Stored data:
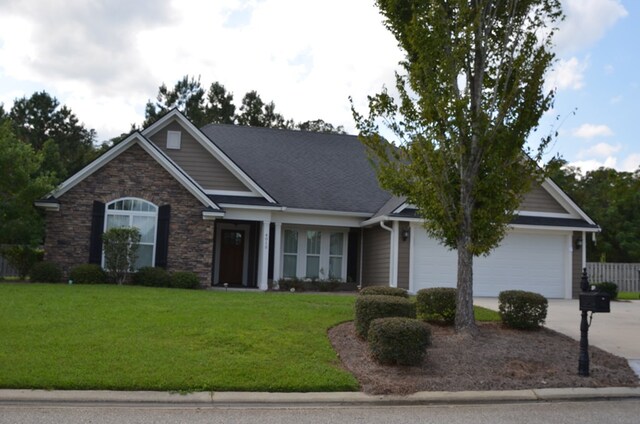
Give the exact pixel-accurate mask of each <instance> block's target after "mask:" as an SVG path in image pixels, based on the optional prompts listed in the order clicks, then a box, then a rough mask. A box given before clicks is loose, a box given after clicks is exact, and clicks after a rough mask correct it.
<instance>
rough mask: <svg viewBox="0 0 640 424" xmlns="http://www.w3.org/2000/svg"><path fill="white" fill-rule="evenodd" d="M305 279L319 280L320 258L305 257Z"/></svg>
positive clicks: (307, 256)
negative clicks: (311, 278) (306, 260)
mask: <svg viewBox="0 0 640 424" xmlns="http://www.w3.org/2000/svg"><path fill="white" fill-rule="evenodd" d="M306 277H307V278H319V277H320V257H319V256H307V273H306Z"/></svg>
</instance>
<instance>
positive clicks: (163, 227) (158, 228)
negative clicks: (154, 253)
mask: <svg viewBox="0 0 640 424" xmlns="http://www.w3.org/2000/svg"><path fill="white" fill-rule="evenodd" d="M170 217H171V205H163V206H160V207H159V208H158V229H157V233H156V264H155V265H156V266H157V267H160V268H166V267H167V257H168V256H169V220H170Z"/></svg>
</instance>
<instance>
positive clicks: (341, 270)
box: [278, 225, 349, 281]
mask: <svg viewBox="0 0 640 424" xmlns="http://www.w3.org/2000/svg"><path fill="white" fill-rule="evenodd" d="M285 230H294V231H297V232H298V252H297V263H296V277H297V278H300V279H306V278H307V276H306V273H307V231H320V233H321V234H322V236H321V239H320V270H321V271H324V273H322V272H321V273H320V276H319V279H320V280H327V279H329V258H330V257H331V256H333V257H338V255H330V254H329V252H330V245H331V237H330V234H331V233H341V234H342V270H341V271H342V272H341V276H340V278H339V279H340V280H341V281H347V256H348V246H349V229H348V228H341V227H338V228H336V227H312V226H294V225H283V226H282V230H281V231H282V233H281V237H282V240H284V231H285ZM278 255H279V256H280V275H281V276H284V242H283V243H282V244H281V248H280V252H278ZM283 278H284V277H283Z"/></svg>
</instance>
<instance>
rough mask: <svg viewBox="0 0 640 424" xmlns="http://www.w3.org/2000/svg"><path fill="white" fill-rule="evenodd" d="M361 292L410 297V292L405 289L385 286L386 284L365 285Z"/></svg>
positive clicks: (366, 295) (361, 293) (400, 296)
mask: <svg viewBox="0 0 640 424" xmlns="http://www.w3.org/2000/svg"><path fill="white" fill-rule="evenodd" d="M360 294H361V295H363V296H398V297H406V298H408V297H409V293H407V291H406V290H405V289H401V288H398V287H385V286H371V287H365V288H363V289H362V290H360Z"/></svg>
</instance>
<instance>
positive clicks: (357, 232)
mask: <svg viewBox="0 0 640 424" xmlns="http://www.w3.org/2000/svg"><path fill="white" fill-rule="evenodd" d="M359 240H360V231H354V230H353V229H352V230H351V231H349V238H348V240H347V281H352V282H356V281H358V259H359V258H358V244H359Z"/></svg>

What you should do:
Your answer should hold every record above, printed exactly and free of pictures.

Reply:
Give the exact pixel-accurate mask of each <instance> block's target after "mask:" as an SVG path in image pixels, based on the optional prompts listed in the order clicks, then a box, then a rough mask. A box given before clicks is loose, a box given after clicks is exact, and clicks after a rough mask correct it.
<instance>
rough mask: <svg viewBox="0 0 640 424" xmlns="http://www.w3.org/2000/svg"><path fill="white" fill-rule="evenodd" d="M305 279L319 280L320 258L305 257Z"/></svg>
positive clicks: (307, 256)
negative clicks: (311, 278) (306, 260)
mask: <svg viewBox="0 0 640 424" xmlns="http://www.w3.org/2000/svg"><path fill="white" fill-rule="evenodd" d="M306 277H307V278H319V277H320V257H319V256H307V273H306Z"/></svg>
</instance>
<instance>
positive clicks: (163, 227) (158, 228)
negative clicks: (154, 253)
mask: <svg viewBox="0 0 640 424" xmlns="http://www.w3.org/2000/svg"><path fill="white" fill-rule="evenodd" d="M170 217H171V205H163V206H160V207H159V208H158V229H157V233H156V264H155V265H156V266H157V267H160V268H166V267H167V257H168V256H169V220H170Z"/></svg>
</instance>
<instance>
positive clicks: (341, 270)
box: [278, 225, 349, 281]
mask: <svg viewBox="0 0 640 424" xmlns="http://www.w3.org/2000/svg"><path fill="white" fill-rule="evenodd" d="M285 230H294V231H297V232H298V252H297V263H296V277H297V278H300V279H306V278H307V276H306V273H307V231H320V233H321V234H322V236H321V239H320V270H321V271H324V273H322V272H321V273H320V276H319V279H320V280H327V279H329V258H330V257H331V256H333V257H338V255H330V254H329V252H330V245H331V237H330V234H331V233H341V234H342V270H341V271H342V272H341V276H340V278H339V279H340V280H341V281H347V256H348V246H349V229H348V228H341V227H338V228H336V227H312V226H294V225H283V226H282V230H281V231H282V233H281V237H282V240H284V231H285ZM278 255H279V256H280V275H281V276H284V242H283V243H282V244H281V248H280V252H278ZM283 278H284V277H283Z"/></svg>
</instance>
<instance>
rough mask: <svg viewBox="0 0 640 424" xmlns="http://www.w3.org/2000/svg"><path fill="white" fill-rule="evenodd" d="M361 292L410 297V292L405 289L385 286L386 284L365 285Z"/></svg>
positive clicks: (366, 295) (361, 293) (400, 296)
mask: <svg viewBox="0 0 640 424" xmlns="http://www.w3.org/2000/svg"><path fill="white" fill-rule="evenodd" d="M360 294H361V295H363V296H398V297H406V298H408V297H409V293H407V291H406V290H405V289H401V288H398V287H385V286H371V287H365V288H363V289H362V290H360Z"/></svg>
</instance>
<instance>
positive clicks: (357, 232)
mask: <svg viewBox="0 0 640 424" xmlns="http://www.w3.org/2000/svg"><path fill="white" fill-rule="evenodd" d="M359 240H360V231H354V230H353V229H352V230H351V231H349V238H348V240H347V281H352V282H356V281H358V259H359V258H358V244H359Z"/></svg>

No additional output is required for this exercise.